◆ Problem statement: Copy the records below, swapping "tree" for "lamp post" and leaving everything else unchanged.

◆ Listed entries:
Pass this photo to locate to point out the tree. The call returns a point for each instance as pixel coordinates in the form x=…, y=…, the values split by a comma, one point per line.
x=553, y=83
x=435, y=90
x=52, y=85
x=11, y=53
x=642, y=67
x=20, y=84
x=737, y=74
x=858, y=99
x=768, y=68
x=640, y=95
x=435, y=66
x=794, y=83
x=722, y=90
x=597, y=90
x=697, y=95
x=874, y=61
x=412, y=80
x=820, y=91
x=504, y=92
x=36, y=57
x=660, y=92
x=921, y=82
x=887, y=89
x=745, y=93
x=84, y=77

◆ Exercise answer:
Pass this photo to locate to point out the lamp post. The call returns a point for each instance as pixel coordinates in the form x=…, y=…, the values split by a comma, one point per line.
x=553, y=83
x=435, y=90
x=52, y=85
x=11, y=53
x=642, y=67
x=20, y=84
x=737, y=74
x=858, y=99
x=768, y=68
x=640, y=95
x=435, y=66
x=794, y=83
x=722, y=90
x=597, y=90
x=697, y=95
x=874, y=61
x=412, y=80
x=820, y=91
x=504, y=92
x=36, y=57
x=660, y=92
x=921, y=82
x=887, y=89
x=745, y=93
x=84, y=77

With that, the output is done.